Work instructions:
Duplicate the items below word for word, beginning at the line containing "Point to the valley" and continuing through the end of the items. Leave the pictures out of your copy.

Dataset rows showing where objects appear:
━━━━━━━━━━

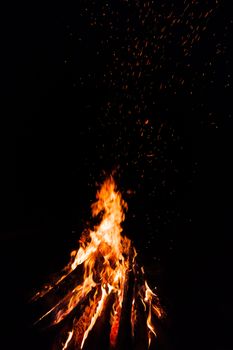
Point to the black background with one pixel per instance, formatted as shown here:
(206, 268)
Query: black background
(54, 149)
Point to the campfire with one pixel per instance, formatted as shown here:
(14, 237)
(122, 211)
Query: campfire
(102, 280)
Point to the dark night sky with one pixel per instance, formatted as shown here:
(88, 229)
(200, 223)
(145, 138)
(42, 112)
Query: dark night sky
(142, 87)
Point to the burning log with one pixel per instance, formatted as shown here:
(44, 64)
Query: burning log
(110, 282)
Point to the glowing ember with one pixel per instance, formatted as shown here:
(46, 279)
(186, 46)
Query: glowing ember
(106, 260)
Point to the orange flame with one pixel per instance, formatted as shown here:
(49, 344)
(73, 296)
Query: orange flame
(106, 257)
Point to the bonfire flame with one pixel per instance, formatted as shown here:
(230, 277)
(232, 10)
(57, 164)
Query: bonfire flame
(107, 259)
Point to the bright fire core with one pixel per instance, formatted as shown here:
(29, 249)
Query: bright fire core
(108, 278)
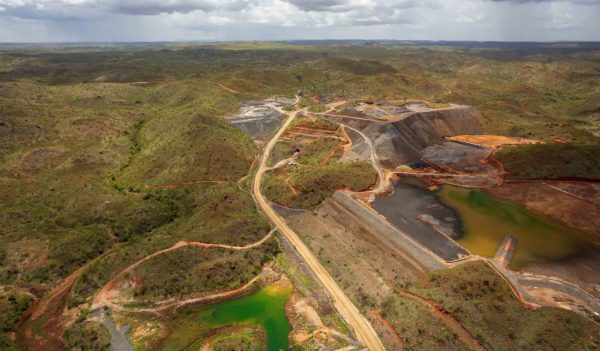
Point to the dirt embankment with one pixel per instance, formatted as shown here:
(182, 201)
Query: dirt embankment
(401, 142)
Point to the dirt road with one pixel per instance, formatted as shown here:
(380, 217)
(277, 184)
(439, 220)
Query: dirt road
(381, 185)
(361, 327)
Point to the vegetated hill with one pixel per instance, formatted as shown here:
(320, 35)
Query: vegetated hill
(552, 161)
(83, 166)
(485, 305)
(105, 145)
(542, 92)
(319, 172)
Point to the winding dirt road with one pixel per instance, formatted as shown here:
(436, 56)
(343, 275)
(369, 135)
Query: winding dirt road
(361, 327)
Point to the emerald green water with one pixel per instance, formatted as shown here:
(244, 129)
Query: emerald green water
(264, 308)
(486, 221)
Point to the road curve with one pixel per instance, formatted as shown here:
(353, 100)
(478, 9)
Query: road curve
(361, 327)
(381, 184)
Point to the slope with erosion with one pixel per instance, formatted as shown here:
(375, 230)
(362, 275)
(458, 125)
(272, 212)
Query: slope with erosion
(91, 176)
(400, 139)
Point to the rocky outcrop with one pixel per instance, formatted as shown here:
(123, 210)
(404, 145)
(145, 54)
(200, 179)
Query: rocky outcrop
(402, 141)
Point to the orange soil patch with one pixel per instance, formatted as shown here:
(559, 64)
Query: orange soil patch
(226, 88)
(49, 313)
(329, 155)
(446, 318)
(395, 337)
(102, 297)
(492, 141)
(295, 191)
(177, 185)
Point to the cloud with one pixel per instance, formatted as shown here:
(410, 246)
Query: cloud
(118, 20)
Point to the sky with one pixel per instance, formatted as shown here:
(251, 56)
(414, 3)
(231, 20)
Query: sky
(221, 20)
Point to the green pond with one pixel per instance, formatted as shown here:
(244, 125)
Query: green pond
(264, 308)
(487, 220)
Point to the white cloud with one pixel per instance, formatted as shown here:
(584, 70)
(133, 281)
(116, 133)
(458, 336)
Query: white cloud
(120, 20)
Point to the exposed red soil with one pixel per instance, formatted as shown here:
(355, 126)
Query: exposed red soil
(445, 317)
(48, 314)
(394, 336)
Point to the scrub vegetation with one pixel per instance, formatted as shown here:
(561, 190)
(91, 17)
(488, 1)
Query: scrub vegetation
(560, 161)
(123, 151)
(492, 314)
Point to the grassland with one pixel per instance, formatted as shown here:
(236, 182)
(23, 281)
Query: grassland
(84, 336)
(484, 304)
(552, 161)
(125, 148)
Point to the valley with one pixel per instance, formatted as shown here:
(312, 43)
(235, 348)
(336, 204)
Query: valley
(298, 198)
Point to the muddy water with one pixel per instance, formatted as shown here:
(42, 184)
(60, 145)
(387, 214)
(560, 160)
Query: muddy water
(264, 308)
(404, 208)
(486, 221)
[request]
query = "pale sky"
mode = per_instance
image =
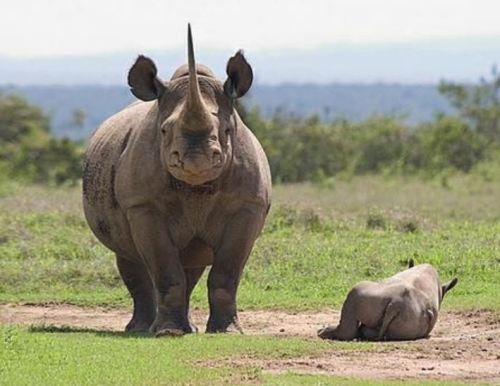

━━━━━━━━━━

Correct result:
Point to the valley with one pixel per instance, formatted as shown here:
(312, 43)
(235, 348)
(336, 204)
Query: valley
(298, 198)
Point to the muddy water with one pixel per instance, formatted as shown here:
(42, 184)
(60, 145)
(387, 214)
(560, 160)
Query: muddy water
(264, 308)
(404, 208)
(486, 221)
[request]
query = "pale sky"
mode = per_instance
image =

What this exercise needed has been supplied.